====== Material supplied ======

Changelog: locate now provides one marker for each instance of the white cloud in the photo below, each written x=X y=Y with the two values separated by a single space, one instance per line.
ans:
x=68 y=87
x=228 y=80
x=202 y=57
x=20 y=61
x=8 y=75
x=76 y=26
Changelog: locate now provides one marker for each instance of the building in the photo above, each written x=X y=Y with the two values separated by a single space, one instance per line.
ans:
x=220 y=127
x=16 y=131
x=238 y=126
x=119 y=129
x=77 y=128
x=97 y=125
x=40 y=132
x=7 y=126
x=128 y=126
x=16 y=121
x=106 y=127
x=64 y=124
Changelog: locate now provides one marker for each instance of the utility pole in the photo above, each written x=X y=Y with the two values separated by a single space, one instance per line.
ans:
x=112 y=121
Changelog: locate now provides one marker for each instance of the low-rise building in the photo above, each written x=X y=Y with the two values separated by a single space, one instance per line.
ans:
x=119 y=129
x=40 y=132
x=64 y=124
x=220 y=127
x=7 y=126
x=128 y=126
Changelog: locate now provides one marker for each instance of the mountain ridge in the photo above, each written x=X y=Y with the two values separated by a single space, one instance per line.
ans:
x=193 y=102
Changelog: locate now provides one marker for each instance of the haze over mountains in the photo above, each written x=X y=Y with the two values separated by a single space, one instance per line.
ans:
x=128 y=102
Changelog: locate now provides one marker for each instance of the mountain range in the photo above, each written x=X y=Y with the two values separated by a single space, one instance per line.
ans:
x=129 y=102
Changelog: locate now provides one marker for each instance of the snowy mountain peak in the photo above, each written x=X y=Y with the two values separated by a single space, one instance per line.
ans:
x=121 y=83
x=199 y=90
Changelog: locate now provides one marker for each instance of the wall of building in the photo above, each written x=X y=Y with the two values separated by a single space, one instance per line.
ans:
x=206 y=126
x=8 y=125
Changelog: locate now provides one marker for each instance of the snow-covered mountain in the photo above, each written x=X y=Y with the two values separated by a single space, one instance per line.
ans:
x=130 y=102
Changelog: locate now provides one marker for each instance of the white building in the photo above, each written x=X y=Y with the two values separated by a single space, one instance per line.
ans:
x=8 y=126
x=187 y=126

======

Can you output the rows above, from the line with "of the snow-covered" through the last row, as a two-column CSV with the headers instruction and points? Give one CSV line per row, put each value in a single quoted field, and replace its line breaks with spaces.

instruction,points
"Changelog: locate now provides one marker for each instance of the snow-covered mountain in the photo above, each written x=X y=Y with the two values separated by a single space, one instance per line. ans:","x=130 y=102"
"Changelog: locate now provides one marker for each instance of the white building in the photo above, each written x=X y=Y with the two values separated by a single space, one instance per line. ans:","x=8 y=126 x=187 y=126"